▽

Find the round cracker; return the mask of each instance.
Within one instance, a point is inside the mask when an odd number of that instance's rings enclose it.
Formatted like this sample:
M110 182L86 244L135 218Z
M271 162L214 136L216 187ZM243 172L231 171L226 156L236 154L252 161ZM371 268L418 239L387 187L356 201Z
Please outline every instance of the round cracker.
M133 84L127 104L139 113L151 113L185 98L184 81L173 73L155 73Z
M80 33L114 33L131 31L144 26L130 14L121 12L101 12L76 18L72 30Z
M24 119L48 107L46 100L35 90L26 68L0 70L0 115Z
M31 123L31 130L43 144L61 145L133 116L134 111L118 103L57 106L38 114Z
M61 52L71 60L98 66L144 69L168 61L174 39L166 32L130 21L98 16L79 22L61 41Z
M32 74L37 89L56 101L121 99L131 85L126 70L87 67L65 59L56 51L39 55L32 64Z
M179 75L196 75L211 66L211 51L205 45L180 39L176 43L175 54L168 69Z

△
▽

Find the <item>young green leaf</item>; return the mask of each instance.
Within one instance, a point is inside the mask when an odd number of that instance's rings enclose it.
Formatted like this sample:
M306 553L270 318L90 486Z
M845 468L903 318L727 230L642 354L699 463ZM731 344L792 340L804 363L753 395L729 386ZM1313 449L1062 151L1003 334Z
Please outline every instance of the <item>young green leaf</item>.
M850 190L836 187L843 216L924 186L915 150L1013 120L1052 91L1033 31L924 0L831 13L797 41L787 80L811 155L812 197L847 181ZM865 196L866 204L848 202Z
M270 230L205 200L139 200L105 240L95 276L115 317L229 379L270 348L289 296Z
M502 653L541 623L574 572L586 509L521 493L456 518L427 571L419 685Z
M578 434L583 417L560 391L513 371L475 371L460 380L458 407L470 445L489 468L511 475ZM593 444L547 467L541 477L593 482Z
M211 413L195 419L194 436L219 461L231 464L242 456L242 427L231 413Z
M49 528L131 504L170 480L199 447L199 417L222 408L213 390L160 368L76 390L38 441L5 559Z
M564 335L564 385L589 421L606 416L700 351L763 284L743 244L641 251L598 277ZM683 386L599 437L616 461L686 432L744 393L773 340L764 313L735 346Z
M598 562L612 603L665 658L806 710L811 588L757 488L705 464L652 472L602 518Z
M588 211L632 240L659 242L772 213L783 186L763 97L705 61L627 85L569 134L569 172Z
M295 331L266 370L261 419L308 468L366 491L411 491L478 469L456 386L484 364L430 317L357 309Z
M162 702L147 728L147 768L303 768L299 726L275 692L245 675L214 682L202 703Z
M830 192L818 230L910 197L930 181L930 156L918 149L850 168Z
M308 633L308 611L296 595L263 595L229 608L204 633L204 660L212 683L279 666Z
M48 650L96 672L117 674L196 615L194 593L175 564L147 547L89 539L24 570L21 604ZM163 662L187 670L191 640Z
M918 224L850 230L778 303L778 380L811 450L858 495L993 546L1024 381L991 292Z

△

PROBLEM STATEMENT:
Please find every line in the listing that holds the string "each" and copy it.

SOLUTION:
Find the round cracker; return the mask of each instance.
Find the <item>young green leaf</item>; return the mask of each instance.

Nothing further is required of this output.